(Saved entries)
• • • •

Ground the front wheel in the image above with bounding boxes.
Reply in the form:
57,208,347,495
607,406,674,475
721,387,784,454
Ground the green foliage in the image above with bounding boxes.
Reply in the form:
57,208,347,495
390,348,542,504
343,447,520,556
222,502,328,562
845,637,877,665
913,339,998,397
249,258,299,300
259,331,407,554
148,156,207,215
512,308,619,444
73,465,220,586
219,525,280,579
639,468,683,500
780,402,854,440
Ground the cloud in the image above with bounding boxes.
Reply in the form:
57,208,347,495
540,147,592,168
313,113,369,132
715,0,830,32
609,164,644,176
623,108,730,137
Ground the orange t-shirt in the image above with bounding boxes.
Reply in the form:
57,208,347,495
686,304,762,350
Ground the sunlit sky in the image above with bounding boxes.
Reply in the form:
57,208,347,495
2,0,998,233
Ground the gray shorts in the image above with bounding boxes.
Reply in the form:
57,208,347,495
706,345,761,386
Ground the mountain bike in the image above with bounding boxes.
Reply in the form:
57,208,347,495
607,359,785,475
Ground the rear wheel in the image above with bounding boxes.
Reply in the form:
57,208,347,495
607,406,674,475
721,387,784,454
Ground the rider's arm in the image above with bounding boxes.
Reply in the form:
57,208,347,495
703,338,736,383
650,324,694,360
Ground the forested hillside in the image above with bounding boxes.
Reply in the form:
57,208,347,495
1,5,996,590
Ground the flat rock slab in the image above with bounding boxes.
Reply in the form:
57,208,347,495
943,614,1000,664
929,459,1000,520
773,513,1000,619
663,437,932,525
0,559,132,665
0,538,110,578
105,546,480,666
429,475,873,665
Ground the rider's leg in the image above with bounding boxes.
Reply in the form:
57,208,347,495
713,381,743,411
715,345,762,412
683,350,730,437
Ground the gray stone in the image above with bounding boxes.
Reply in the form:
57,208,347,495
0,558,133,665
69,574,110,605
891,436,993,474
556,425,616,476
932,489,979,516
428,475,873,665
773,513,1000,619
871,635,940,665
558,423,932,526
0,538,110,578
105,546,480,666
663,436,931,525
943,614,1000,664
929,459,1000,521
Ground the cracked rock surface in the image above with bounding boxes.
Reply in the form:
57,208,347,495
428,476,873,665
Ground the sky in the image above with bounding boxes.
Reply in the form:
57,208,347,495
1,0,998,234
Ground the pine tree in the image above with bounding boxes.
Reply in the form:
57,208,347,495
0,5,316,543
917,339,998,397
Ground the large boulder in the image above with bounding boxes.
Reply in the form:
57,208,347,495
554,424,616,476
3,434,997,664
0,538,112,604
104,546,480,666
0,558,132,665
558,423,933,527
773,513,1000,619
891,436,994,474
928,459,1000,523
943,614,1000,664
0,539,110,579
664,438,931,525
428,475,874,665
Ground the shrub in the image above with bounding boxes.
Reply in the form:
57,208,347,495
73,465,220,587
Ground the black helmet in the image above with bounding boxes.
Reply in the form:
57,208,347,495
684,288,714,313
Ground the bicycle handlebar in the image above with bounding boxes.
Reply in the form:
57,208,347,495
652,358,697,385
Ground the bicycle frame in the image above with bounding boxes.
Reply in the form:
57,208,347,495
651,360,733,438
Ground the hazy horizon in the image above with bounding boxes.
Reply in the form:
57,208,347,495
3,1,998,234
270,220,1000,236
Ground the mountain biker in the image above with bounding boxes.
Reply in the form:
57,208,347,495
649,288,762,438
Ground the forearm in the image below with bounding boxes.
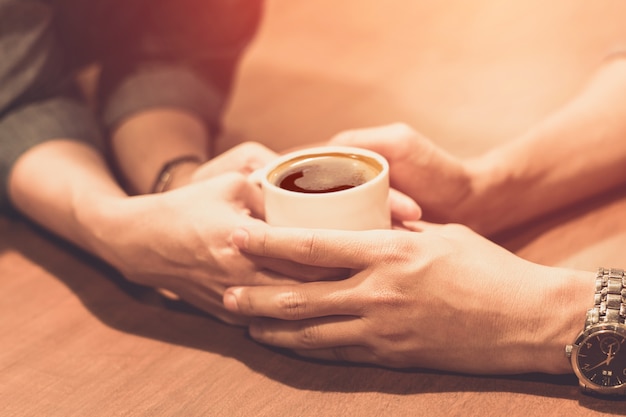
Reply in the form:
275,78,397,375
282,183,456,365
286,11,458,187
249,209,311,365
8,139,126,264
109,108,210,195
464,55,626,235
99,2,263,196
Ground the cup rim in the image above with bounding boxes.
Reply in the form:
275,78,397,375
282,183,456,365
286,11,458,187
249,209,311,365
258,145,389,196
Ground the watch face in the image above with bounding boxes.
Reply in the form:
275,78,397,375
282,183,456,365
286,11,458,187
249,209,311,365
573,326,626,391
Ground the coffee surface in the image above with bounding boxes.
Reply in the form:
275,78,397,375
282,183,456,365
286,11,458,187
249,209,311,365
272,153,380,194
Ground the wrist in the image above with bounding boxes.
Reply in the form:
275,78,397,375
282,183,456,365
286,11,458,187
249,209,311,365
454,153,511,235
73,191,133,269
110,108,210,195
535,267,595,374
459,145,545,236
151,155,204,193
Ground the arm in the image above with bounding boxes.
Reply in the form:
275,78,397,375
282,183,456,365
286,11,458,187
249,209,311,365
99,0,264,194
1,1,315,325
468,53,626,235
8,139,293,325
330,54,626,236
222,223,594,374
0,0,103,214
109,109,210,194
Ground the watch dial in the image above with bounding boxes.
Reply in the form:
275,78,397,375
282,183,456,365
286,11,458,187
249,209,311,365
577,330,626,388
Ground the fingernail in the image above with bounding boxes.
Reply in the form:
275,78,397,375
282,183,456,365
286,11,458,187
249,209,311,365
231,228,249,249
223,289,240,311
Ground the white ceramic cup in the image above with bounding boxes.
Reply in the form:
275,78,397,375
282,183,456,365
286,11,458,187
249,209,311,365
251,146,391,230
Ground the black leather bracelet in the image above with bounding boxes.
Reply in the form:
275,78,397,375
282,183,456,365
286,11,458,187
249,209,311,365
151,155,204,193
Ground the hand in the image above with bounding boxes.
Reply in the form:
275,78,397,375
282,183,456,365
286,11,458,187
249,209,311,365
96,172,343,325
329,123,484,232
223,222,591,374
162,142,280,191
192,141,422,226
191,142,280,182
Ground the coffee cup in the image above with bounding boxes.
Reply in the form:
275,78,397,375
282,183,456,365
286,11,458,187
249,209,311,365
251,146,391,230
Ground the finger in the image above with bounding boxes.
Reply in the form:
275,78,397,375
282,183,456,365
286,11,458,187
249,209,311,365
213,172,266,219
248,266,330,286
231,225,388,269
248,316,366,350
245,253,351,281
294,346,379,366
240,181,265,220
329,123,411,147
409,220,445,232
223,280,363,319
195,142,278,179
329,123,415,159
388,188,421,222
169,284,250,326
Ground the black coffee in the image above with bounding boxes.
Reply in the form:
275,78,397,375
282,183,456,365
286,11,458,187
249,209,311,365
270,152,382,194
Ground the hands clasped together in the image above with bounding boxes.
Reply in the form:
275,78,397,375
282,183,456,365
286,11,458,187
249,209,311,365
120,119,598,375
5,0,625,378
214,123,596,375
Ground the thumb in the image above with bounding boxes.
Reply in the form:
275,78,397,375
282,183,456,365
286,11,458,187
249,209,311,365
204,172,266,219
329,123,417,160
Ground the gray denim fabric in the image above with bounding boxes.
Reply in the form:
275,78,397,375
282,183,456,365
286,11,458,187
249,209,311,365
0,0,262,213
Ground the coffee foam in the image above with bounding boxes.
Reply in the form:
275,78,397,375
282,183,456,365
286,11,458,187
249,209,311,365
275,155,380,191
294,158,374,190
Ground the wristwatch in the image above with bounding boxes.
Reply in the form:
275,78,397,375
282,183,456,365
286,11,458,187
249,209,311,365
566,267,626,396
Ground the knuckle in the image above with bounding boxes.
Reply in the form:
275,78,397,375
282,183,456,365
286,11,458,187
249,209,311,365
276,290,308,320
239,289,258,315
439,222,470,238
376,236,413,263
363,282,406,311
238,141,268,153
330,128,358,144
238,141,274,163
258,228,275,257
221,171,248,189
374,290,406,310
389,122,414,136
297,323,321,348
293,232,325,265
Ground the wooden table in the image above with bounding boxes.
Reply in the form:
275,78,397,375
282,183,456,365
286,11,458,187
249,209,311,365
2,1,626,415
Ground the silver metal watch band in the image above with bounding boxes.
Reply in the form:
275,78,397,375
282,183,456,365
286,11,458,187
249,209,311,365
585,267,626,328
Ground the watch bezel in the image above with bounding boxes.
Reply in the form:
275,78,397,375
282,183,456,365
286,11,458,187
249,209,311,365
570,323,626,396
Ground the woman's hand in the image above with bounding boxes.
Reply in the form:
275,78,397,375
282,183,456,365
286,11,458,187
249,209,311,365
222,222,592,373
95,172,344,325
191,142,280,182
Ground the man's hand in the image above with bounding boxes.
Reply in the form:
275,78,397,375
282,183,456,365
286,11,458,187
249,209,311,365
223,222,593,373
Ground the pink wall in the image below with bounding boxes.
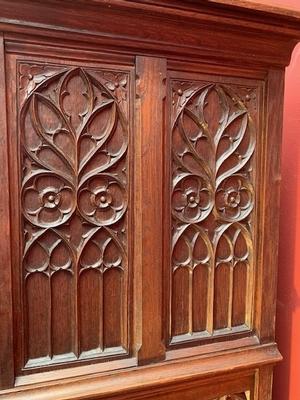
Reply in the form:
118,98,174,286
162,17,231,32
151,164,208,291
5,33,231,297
273,39,300,400
238,2,300,399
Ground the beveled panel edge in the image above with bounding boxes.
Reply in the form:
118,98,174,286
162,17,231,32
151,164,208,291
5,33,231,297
15,357,138,387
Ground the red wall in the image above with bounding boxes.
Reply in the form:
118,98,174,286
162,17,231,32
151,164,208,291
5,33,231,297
255,1,300,399
273,37,300,400
240,2,300,399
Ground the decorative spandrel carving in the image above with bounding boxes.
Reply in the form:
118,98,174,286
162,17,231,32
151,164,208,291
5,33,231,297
171,78,256,341
19,62,130,367
218,392,249,400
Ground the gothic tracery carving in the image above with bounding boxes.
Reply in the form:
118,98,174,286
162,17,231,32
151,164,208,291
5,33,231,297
171,79,256,339
19,63,129,364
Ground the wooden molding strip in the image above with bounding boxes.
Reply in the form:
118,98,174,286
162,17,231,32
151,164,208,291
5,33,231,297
0,1,299,66
0,343,281,400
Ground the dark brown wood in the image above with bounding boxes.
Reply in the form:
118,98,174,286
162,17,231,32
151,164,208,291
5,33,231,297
0,32,14,389
207,0,300,18
6,54,135,376
254,69,285,343
168,71,259,346
0,0,299,68
0,0,298,399
254,365,274,400
0,343,280,399
135,56,166,364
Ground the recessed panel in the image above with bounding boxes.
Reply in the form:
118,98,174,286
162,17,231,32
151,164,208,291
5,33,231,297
18,62,131,369
169,74,259,344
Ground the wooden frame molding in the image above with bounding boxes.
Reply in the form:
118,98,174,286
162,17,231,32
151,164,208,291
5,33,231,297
0,32,14,390
135,56,166,364
0,343,281,399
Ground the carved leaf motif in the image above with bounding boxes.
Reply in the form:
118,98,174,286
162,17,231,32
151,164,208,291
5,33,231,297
19,63,129,364
21,66,128,229
19,63,66,104
171,79,256,339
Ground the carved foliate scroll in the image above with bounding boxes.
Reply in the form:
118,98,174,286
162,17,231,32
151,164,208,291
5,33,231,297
19,63,130,367
171,79,256,342
218,392,249,400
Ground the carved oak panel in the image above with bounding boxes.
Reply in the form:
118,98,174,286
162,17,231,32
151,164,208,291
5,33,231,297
170,77,258,343
18,62,131,368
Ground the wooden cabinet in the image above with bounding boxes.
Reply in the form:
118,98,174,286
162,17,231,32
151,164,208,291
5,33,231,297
0,1,299,399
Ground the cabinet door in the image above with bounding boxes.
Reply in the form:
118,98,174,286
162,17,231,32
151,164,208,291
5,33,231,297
6,55,134,376
165,67,264,347
2,49,170,387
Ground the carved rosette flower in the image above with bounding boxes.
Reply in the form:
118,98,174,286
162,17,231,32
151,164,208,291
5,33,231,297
78,175,126,226
22,175,75,227
216,176,253,221
18,63,130,361
172,175,212,223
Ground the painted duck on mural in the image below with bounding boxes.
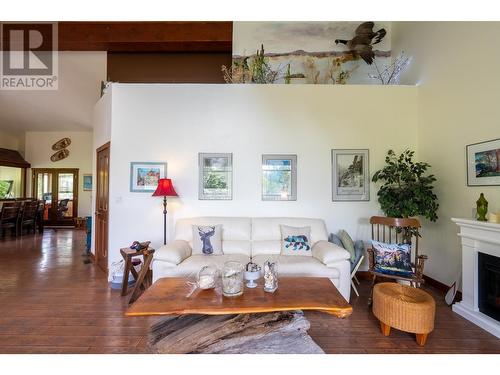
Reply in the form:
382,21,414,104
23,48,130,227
334,21,387,65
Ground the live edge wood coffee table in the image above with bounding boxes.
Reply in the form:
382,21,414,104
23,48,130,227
126,277,352,354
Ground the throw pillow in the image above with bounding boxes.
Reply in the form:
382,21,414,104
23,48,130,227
192,225,223,255
328,233,344,248
371,240,413,277
280,225,312,256
338,230,356,263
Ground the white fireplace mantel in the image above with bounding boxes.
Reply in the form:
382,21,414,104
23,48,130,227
451,218,500,338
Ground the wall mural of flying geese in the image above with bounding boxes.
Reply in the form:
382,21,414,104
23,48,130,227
229,21,391,85
334,22,387,65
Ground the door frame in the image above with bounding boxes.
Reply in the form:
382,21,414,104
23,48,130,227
95,142,110,273
31,168,79,226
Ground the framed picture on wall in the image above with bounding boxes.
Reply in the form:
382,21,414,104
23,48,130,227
199,153,233,200
262,154,297,201
130,162,167,192
332,149,369,201
466,138,500,186
83,174,93,191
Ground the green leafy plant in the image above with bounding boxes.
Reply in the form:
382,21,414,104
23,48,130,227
372,149,439,222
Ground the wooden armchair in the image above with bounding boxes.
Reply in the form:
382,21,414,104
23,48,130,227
367,216,428,304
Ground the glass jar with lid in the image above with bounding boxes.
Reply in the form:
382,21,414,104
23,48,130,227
222,261,244,297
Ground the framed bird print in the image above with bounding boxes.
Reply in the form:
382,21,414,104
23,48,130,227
332,149,369,201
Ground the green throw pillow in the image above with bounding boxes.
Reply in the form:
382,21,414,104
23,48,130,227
338,230,356,262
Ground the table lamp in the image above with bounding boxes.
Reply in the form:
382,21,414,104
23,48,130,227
152,178,178,245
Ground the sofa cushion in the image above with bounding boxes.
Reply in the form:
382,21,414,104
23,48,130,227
192,225,222,255
252,254,340,279
174,217,252,256
252,217,328,245
280,225,312,256
160,254,251,278
312,240,351,264
252,240,281,256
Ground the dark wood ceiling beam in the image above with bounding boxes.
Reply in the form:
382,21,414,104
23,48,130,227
58,22,233,52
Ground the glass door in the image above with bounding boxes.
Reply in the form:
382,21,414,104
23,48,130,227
32,168,79,226
35,172,52,221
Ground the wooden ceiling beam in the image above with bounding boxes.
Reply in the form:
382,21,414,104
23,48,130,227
58,21,233,52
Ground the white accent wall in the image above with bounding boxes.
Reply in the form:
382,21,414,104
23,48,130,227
104,84,418,267
90,90,112,254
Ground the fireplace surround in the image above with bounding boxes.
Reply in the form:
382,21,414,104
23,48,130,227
452,218,500,338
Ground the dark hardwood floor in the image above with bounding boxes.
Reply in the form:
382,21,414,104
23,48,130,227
0,229,498,354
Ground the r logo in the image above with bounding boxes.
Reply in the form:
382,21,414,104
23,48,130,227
0,22,58,90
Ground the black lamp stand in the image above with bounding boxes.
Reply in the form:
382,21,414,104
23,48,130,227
162,196,167,245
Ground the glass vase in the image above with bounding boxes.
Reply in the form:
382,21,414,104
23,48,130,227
263,260,278,293
222,261,244,297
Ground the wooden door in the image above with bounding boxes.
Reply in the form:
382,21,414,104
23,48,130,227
95,143,110,273
32,168,79,226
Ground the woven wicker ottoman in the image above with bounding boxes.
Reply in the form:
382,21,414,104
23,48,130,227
373,282,435,346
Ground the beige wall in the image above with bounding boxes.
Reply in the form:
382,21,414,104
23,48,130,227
0,129,23,153
25,131,93,217
392,22,500,286
0,166,22,198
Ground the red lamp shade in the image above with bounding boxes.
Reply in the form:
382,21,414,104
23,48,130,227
152,178,178,197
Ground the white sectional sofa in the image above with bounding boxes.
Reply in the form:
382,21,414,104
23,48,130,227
152,217,352,301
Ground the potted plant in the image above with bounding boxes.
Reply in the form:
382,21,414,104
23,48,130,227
372,149,439,227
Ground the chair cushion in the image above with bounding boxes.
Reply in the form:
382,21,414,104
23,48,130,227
192,225,223,255
338,230,356,262
371,240,413,277
352,240,365,272
280,225,312,256
160,254,250,278
328,233,344,248
252,254,340,279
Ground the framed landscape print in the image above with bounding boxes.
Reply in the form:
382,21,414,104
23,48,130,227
130,162,167,192
199,153,233,200
83,174,92,191
467,138,500,186
332,149,369,201
262,154,297,201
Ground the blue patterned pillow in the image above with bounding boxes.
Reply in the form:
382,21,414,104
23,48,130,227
281,225,312,256
371,240,413,277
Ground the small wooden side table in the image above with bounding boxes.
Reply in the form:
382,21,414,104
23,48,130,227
120,247,155,304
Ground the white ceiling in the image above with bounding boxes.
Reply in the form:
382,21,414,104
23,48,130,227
0,51,106,134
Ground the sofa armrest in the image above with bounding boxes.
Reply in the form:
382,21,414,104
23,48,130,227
154,240,192,265
312,240,350,265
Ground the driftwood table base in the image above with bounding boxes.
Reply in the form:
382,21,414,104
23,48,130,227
148,311,324,354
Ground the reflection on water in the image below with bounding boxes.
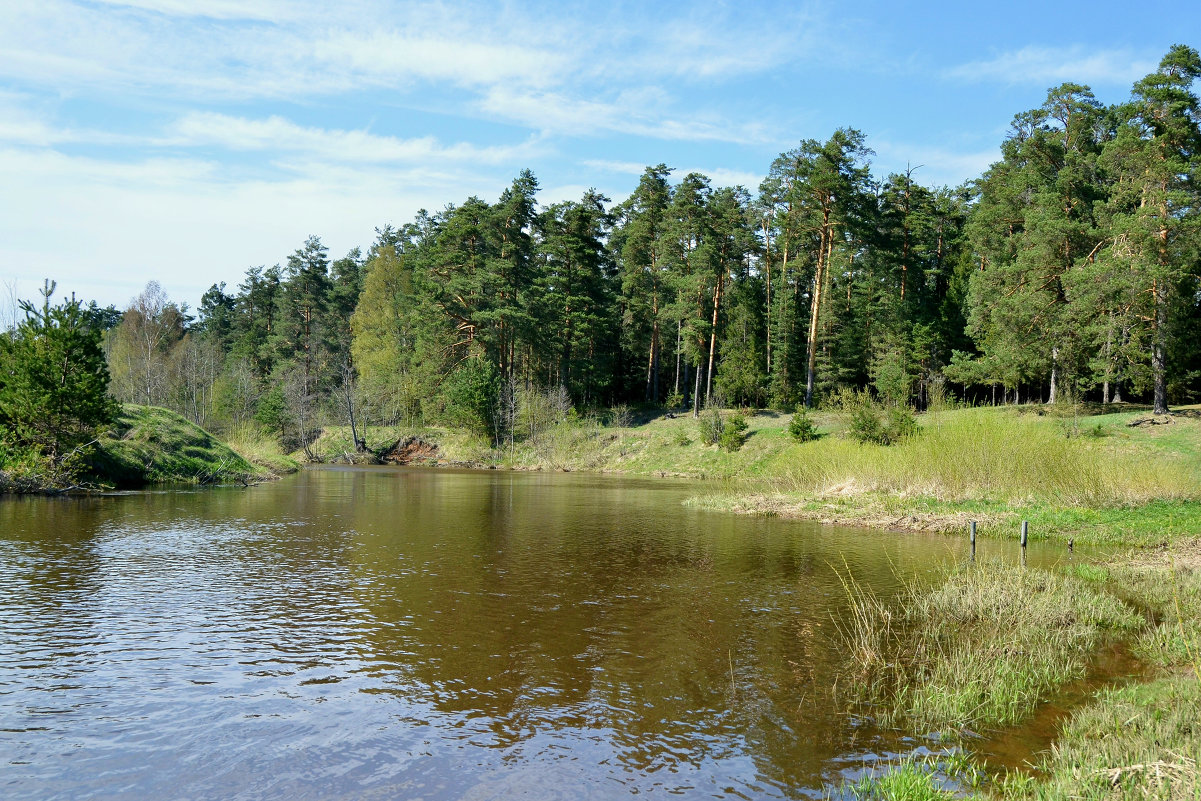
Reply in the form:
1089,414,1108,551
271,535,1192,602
0,467,1071,799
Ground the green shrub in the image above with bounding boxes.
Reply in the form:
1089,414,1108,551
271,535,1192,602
719,413,748,452
788,405,818,442
887,405,918,440
849,400,918,446
849,405,890,444
441,360,500,434
698,408,724,445
609,403,633,428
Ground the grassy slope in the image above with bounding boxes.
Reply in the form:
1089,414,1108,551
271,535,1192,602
89,405,275,486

• • • •

Spot the lines above that mention "lamp" and copy them.

Ground the table lamp in the image above with bounding boxes.
Ground the black lamp stand in the image above with bounding boxes.
Ground the red lamp shade in the image above with bounding boxes.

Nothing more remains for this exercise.